# Exercise details
Return the following from the records below: each line, word for word, starting with the line that contains "pixel 142 26" and going on through the line that contains "Target: wrist", with nothing outside that range.

Records from a collection:
__________
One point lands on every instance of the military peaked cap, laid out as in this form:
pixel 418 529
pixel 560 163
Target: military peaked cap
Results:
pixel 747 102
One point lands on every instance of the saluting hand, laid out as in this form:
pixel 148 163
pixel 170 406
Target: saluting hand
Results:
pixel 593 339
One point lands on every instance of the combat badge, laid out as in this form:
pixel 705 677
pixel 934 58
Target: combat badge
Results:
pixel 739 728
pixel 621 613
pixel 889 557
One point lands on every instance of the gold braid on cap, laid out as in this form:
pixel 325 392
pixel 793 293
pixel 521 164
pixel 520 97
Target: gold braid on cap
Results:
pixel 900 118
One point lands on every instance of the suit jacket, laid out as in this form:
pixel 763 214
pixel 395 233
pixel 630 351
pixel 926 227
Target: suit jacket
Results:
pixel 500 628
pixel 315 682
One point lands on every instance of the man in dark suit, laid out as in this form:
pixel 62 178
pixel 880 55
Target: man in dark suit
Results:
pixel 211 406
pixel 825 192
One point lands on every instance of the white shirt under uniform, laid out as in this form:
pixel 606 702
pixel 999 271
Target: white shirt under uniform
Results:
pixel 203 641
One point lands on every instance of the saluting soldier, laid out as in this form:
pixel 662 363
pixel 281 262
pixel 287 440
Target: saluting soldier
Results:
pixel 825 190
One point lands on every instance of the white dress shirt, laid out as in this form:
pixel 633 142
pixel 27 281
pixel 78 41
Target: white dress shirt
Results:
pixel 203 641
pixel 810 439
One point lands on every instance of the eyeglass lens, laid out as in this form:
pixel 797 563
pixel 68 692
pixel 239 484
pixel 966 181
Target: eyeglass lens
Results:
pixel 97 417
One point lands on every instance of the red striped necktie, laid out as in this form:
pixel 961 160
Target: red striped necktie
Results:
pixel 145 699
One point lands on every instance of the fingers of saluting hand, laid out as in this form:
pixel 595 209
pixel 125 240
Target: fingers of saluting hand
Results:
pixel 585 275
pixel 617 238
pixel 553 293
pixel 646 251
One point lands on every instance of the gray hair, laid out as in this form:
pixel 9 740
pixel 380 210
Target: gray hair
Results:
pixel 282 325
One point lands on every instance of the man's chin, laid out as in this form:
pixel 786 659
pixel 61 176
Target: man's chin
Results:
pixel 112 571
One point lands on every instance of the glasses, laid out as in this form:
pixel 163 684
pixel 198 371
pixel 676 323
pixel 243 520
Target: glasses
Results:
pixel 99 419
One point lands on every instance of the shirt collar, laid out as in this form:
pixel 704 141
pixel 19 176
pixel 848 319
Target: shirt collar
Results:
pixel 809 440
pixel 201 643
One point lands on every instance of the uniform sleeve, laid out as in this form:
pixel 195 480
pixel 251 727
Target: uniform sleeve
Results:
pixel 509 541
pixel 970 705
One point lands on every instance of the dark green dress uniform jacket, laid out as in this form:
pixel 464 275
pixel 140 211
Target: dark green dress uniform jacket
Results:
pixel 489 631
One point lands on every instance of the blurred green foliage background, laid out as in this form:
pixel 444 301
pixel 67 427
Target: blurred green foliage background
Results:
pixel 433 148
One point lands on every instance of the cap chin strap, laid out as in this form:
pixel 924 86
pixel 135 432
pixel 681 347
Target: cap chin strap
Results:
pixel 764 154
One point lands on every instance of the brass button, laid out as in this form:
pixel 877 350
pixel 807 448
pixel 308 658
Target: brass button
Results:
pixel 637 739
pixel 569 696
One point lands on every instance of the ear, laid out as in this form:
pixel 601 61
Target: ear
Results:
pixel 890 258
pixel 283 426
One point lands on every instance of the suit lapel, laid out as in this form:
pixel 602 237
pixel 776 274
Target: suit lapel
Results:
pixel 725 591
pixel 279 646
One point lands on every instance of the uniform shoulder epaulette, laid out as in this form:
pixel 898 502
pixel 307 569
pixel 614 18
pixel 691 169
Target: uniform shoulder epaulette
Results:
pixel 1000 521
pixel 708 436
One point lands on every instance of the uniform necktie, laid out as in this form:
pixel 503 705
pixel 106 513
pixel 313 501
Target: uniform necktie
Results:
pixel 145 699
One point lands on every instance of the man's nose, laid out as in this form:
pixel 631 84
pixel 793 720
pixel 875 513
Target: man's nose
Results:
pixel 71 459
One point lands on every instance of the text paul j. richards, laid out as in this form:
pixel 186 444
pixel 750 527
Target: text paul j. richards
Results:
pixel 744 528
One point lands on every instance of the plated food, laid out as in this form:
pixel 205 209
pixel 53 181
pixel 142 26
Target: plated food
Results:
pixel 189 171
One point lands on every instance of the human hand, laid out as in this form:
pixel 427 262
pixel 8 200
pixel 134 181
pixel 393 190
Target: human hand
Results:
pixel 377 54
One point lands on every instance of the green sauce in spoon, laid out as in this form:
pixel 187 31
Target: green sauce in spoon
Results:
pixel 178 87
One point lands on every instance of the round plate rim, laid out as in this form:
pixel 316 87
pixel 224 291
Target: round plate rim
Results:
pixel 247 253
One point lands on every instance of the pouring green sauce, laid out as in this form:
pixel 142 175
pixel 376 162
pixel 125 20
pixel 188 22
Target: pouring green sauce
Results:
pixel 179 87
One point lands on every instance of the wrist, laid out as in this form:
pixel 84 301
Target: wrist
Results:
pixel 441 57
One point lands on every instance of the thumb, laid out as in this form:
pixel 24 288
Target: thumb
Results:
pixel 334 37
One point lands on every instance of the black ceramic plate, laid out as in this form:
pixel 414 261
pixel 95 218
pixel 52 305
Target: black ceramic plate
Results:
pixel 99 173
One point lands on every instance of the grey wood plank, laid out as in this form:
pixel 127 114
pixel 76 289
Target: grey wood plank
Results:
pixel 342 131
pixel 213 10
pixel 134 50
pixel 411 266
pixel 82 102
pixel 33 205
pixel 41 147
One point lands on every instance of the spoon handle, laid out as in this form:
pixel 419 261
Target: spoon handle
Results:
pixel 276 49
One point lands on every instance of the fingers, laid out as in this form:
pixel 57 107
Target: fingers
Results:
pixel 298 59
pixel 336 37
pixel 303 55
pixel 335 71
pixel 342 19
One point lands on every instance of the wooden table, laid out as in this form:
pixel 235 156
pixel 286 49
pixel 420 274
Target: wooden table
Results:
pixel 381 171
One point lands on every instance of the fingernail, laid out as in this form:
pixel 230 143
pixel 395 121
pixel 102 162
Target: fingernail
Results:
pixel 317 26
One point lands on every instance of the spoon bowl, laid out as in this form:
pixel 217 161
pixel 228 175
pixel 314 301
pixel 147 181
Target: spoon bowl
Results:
__________
# Completed exercise
pixel 142 26
Target: plated food
Results:
pixel 189 171
One point lands on every instance of the human hand, laid out as in this form:
pixel 427 262
pixel 8 200
pixel 134 181
pixel 393 190
Target: human hand
Results:
pixel 377 54
One point lands on every instance of the green sauce in spoon, laid out as in this form:
pixel 187 31
Target: green sauce in spoon
Results:
pixel 178 87
One point lands on every instance of the round plate rim, laid out as in this form:
pixel 316 87
pixel 224 291
Target: round plate rim
Results:
pixel 247 253
One point lands on every instance of the pouring green sauce, laid out as in this form:
pixel 142 175
pixel 376 162
pixel 125 20
pixel 188 22
Target: pouring green sauce
Results:
pixel 179 87
One point lands on every instance of the wrist, laid out as in this form:
pixel 84 301
Target: wrist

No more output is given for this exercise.